*Input material:*
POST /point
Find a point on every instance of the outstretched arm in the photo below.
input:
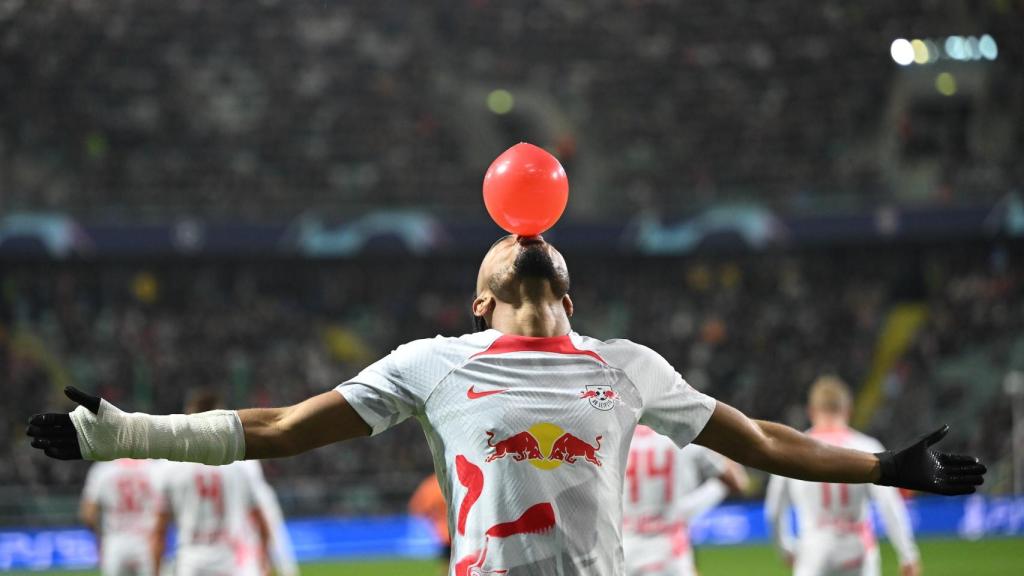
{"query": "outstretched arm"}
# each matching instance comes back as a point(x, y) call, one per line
point(781, 450)
point(98, 430)
point(323, 419)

*Task to complete:*
Extract every line of text from the records above without altering anything, and leave the pictures out.

*Response:*
POST /point
Find a point on every instance of the outstretched arm in the photo below.
input:
{"query": "outstretched arm"}
# each matching instance comes back as a point(x, y) call, one per line
point(781, 450)
point(98, 430)
point(323, 419)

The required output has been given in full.